Segment Start: PAGE EXTRACT

HIIT Workout Routine: A HIIT Workout Routine For Beginners

When getting started with HIIT, one of the best ways to find success is to go into your first session with a workout routine already planned, so you don’t become frustrated or confused with what to do.

One thing that should be noted with HIIT is that it is not an exercise routine that you should be performing daily, as it can be too strenuous on the body to involve itself in such intense sessions every day, without a break in between.

This is not to say that your breaks should involve no exercise, but rather that if you are following a 5-6 day a week workout routine, HIIT sessions should be included every other day, or every 3 days for your body’s benefit.

Now on to the sample routine…

 

HIIT Workout Routine

The great thing about high intensity interval training workouts is that they can be mixed up for every session.

Since it would take a very long blog post to go over every single type of workout that you could substitute, I decided to just list some of my favorites and show you how you can build your own variable, changing HIIT workout routine just by selecting a few of your favorite exercises.

Segment End: PAGE EXTRACT

◆ **WORK TASK 1**
Pull out each line of the records that contains the string "instance", and treat uppercase and lowercase as different.
The HIIT beginner guide and the records have no connection to each other.

Segment Start: DATA RECORDS

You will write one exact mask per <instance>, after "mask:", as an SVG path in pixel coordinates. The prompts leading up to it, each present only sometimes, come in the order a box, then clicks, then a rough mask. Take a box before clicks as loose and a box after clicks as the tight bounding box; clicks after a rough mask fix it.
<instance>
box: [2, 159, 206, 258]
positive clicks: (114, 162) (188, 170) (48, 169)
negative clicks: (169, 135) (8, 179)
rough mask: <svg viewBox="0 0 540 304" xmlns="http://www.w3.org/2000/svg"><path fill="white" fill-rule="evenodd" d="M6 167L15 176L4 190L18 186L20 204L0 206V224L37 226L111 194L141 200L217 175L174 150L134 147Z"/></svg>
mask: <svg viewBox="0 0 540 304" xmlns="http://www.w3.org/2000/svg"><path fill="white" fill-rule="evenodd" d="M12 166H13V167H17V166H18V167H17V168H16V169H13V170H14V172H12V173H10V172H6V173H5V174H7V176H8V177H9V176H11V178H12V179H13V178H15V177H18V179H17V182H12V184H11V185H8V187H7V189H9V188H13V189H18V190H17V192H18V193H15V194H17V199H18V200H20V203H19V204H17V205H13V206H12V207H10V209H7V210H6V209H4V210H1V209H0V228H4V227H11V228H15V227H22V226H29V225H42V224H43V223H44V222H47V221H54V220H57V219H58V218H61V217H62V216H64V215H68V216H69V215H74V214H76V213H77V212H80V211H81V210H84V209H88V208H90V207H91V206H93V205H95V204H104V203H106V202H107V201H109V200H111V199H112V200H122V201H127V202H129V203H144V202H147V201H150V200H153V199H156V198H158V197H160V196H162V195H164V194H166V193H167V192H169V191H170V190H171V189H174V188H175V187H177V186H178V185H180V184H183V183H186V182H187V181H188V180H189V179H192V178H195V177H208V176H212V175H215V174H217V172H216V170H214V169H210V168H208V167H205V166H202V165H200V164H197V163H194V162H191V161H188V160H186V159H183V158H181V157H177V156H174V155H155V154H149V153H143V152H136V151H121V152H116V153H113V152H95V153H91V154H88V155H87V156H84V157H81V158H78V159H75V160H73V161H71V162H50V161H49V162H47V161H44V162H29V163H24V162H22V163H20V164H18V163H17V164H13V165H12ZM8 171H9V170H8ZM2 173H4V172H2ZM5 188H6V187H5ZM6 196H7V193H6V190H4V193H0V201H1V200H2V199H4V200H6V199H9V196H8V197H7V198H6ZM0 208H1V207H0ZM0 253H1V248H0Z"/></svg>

Segment End: DATA RECORDS

◆ **WORK TASK 2**
Answer these questions using the HIIT beginner guide:
(a) How often should HIIT sessions be included in a 5-6 day a week workout routine?
(b) Why is HIIT not an exercise routine to perform daily?
(c) Rather than covering every type of workout that could be substituted, what does the writer decide to list?

◆ **WORKED SOLUTION 1**
You will write one exact mask per <instance>, after "mask:", as an SVG path in pixel coordinates. The prompts leading up to it, each present only sometimes, come in the order a box, then clicks, then a rough mask. Take a box before clicks as loose and a box after clicks as the tight bounding box; clicks after a rough mask fix it.
<instance>

◆ **WORKED SOLUTION 2**
(a) Every other day, or every 3 days.
(b) It can be too strenuous on the body to do such intense sessions every day without a break in between.
(c) Some of the writer's favorites.